Referring expression grounding data
= = =
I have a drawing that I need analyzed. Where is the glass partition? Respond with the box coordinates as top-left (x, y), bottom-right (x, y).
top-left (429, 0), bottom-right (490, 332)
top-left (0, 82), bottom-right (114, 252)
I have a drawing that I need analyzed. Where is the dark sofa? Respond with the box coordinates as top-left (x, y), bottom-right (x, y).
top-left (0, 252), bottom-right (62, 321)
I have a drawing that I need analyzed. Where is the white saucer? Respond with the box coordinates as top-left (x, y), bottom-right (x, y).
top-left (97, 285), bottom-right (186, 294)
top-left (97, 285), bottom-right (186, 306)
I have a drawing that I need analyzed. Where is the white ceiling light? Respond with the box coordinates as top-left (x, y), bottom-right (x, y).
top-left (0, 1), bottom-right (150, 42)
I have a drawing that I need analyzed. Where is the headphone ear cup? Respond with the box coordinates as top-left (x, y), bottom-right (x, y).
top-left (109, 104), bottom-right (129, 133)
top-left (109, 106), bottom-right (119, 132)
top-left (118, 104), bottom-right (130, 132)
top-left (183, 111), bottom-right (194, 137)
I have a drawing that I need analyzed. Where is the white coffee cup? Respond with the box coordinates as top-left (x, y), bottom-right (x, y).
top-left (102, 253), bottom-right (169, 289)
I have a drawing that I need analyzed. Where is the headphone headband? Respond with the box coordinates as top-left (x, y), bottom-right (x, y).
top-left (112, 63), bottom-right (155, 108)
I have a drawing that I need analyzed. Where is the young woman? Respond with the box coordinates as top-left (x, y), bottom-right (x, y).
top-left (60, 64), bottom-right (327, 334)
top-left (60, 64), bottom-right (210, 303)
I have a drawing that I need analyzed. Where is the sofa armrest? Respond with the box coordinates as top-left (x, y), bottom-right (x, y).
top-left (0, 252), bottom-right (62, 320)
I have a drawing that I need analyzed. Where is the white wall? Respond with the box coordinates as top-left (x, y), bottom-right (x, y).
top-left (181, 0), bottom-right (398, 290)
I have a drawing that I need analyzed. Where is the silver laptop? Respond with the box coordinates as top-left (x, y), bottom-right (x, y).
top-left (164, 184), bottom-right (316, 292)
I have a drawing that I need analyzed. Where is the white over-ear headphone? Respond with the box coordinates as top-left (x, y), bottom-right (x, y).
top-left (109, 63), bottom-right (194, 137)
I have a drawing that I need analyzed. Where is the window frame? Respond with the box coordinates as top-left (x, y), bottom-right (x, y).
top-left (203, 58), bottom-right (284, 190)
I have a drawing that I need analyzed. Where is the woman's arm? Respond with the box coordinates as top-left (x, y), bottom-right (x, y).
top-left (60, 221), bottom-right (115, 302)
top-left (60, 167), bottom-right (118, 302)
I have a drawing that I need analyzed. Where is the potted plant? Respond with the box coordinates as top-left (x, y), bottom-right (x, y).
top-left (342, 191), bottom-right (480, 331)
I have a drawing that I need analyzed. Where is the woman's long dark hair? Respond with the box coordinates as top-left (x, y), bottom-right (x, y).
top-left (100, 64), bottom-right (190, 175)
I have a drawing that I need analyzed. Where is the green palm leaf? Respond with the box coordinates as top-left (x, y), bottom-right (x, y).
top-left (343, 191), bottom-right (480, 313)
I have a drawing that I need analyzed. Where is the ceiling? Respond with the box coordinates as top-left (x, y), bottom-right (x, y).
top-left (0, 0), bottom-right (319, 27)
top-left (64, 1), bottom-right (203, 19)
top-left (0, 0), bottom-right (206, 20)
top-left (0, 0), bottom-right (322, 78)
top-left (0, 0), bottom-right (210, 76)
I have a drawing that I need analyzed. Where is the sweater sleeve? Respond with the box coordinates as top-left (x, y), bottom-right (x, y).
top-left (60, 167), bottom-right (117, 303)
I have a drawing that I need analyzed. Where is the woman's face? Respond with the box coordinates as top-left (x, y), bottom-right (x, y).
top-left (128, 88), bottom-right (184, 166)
= = =
Repeat each entry word for word.

> **EXPECTED OUTPUT**:
I have a drawing that I need analyzed. Where is the glass partition? Respond with the box coordinates as top-left (x, y), bottom-right (x, y).
top-left (429, 0), bottom-right (490, 332)
top-left (0, 82), bottom-right (114, 252)
I have a drawing that I need analyzed. Where is the dark sofa? Respond with the box coordinates as top-left (x, y), bottom-right (x, y).
top-left (0, 252), bottom-right (62, 321)
I have a drawing that I need analyzed. Where is the white saucer? Respond with the box coordinates as top-left (x, y), bottom-right (x, y).
top-left (97, 285), bottom-right (186, 294)
top-left (97, 285), bottom-right (186, 306)
I have a drawing that I need analyzed. Where is the white ceiling light? Respond with the box coordinates as top-left (x, y), bottom-right (x, y).
top-left (0, 1), bottom-right (150, 42)
I have a drawing that I need analyzed. Where is the headphone ear cup? Respond with the box coordinates as top-left (x, y), bottom-right (x, y).
top-left (109, 104), bottom-right (129, 133)
top-left (109, 106), bottom-right (119, 132)
top-left (118, 104), bottom-right (130, 132)
top-left (183, 111), bottom-right (194, 137)
I have a drawing that I need analyzed. Where is the white coffee cup? Respond with the box coordinates as top-left (x, y), bottom-right (x, y).
top-left (102, 253), bottom-right (169, 289)
I have a drawing that I need analyzed. Where is the headphone headband? Respond with the box coordinates as top-left (x, y), bottom-right (x, y).
top-left (112, 63), bottom-right (155, 108)
I have a drawing that I need analyzed. Where is the young woman? Respond with the box coordinates as top-left (x, y), bottom-right (x, y).
top-left (60, 64), bottom-right (327, 334)
top-left (60, 64), bottom-right (210, 303)
I have a drawing that I need analyzed. Where is the sofa armrest? Respond with the box coordinates as top-left (x, y), bottom-right (x, y).
top-left (0, 252), bottom-right (62, 320)
I have a drawing that I need analyzed. Where is the white wall? Respond with the box coordinates as top-left (x, y), bottom-right (x, y).
top-left (181, 0), bottom-right (398, 290)
I have a drawing that I need analyzed. Where is the silver laptop? Respond with the box coordinates as top-left (x, y), bottom-right (x, y).
top-left (164, 184), bottom-right (316, 292)
I have a drawing that I need analyzed. Where is the white over-ear headphone? Respond with the box coordinates as top-left (x, y), bottom-right (x, y).
top-left (109, 63), bottom-right (194, 137)
I have a drawing that I need analyzed. Where is the window frame? Respond with the box coordinates as top-left (x, y), bottom-right (x, y).
top-left (203, 58), bottom-right (284, 190)
I have a drawing that I need analyzed. Where is the woman's arm? Respond with the box coordinates as top-left (x, y), bottom-right (x, y).
top-left (60, 221), bottom-right (115, 302)
top-left (60, 167), bottom-right (118, 302)
I have a drawing that I need analyzed. Where is the potted plant? Respond with the box coordinates as top-left (x, y), bottom-right (x, y).
top-left (342, 191), bottom-right (480, 331)
I have a drawing that I need analyzed. Where is the woman's long dark hair? Respond with the box coordinates as top-left (x, y), bottom-right (x, y).
top-left (100, 64), bottom-right (190, 175)
I have a drawing that I need analyzed. Where is the green palm leaf? Respond with the box coordinates as top-left (x, y), bottom-right (x, y).
top-left (343, 191), bottom-right (480, 313)
I have a drawing that I need analyzed. Where is the ceiling? Respond with the box coordinates as top-left (x, y), bottom-right (x, y).
top-left (0, 0), bottom-right (319, 27)
top-left (64, 1), bottom-right (203, 19)
top-left (0, 0), bottom-right (206, 20)
top-left (0, 0), bottom-right (322, 78)
top-left (0, 0), bottom-right (210, 76)
I have a drawing that I need analyzed. Where is the sweater sleeve? Respond with the box coordinates as top-left (x, y), bottom-right (x, y).
top-left (60, 167), bottom-right (117, 303)
I have a drawing that I need analyzed. Where is the woman's face? Respond with the box coordinates as top-left (x, y), bottom-right (x, y).
top-left (128, 88), bottom-right (184, 166)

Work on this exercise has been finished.